_ASSIGNMENT_
From the entries below, gather each line containing the word "segment".

Dataset entries
***

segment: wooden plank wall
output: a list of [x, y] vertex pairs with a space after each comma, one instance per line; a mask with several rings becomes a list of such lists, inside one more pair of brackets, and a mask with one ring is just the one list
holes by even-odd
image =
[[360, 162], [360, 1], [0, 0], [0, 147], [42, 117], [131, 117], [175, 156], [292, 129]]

***

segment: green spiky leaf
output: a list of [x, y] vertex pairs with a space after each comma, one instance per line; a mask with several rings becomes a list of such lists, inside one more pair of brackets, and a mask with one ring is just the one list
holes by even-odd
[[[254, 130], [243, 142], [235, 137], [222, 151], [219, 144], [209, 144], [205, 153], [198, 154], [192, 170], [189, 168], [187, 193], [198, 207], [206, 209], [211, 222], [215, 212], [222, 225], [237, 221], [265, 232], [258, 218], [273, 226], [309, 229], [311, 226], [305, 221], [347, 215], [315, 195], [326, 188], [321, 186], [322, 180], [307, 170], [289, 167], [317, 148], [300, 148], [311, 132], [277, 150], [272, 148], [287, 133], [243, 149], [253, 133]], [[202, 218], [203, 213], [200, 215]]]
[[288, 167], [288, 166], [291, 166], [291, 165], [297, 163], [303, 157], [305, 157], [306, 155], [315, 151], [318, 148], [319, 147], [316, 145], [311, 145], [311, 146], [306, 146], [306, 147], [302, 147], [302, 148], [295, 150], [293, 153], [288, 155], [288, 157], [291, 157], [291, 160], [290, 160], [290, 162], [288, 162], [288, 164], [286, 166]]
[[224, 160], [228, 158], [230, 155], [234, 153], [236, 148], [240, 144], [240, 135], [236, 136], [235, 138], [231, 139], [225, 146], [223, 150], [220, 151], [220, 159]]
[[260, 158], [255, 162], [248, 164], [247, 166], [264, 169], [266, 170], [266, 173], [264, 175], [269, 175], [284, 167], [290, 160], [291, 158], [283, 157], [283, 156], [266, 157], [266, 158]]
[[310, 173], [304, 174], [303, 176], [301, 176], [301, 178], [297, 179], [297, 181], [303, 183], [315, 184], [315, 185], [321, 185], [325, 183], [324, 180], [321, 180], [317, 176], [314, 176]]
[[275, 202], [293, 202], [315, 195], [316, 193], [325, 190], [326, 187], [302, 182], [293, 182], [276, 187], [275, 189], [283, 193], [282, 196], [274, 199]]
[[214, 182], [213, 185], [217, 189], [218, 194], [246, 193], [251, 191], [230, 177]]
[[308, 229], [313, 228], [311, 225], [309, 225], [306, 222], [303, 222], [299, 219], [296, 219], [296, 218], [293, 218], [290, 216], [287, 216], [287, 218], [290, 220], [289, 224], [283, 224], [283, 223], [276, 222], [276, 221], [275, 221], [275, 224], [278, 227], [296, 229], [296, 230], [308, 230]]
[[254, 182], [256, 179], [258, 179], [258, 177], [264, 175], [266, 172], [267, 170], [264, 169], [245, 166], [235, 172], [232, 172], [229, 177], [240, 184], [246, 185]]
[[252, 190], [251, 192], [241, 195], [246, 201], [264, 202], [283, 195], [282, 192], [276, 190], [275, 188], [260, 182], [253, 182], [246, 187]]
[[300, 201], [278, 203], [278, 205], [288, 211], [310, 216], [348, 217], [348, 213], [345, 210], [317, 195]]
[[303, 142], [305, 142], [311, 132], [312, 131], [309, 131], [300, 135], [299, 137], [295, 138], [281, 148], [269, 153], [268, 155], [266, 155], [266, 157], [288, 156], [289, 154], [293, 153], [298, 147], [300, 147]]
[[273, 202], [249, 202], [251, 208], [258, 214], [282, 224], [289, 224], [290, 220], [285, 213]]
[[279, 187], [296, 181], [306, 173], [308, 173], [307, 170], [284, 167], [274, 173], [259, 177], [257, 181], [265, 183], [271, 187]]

***

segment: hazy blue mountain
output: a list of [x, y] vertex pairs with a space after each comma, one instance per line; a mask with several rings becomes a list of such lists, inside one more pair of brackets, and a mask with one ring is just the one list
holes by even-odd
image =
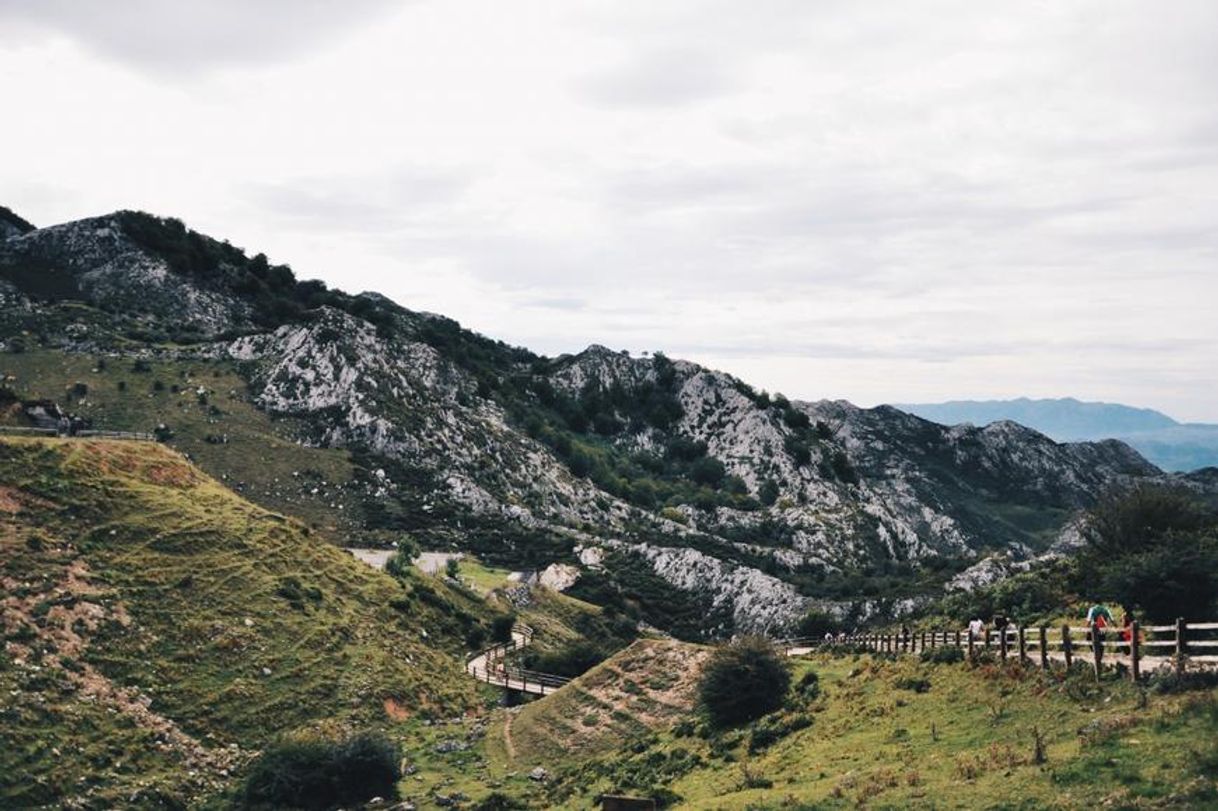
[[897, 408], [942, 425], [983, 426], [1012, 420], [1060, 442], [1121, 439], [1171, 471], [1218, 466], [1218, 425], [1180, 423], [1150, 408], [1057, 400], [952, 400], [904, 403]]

***

_RESPONSE BELOW_
segment: wooden plank wall
segment: green spiky leaf
segment: hazy blue mountain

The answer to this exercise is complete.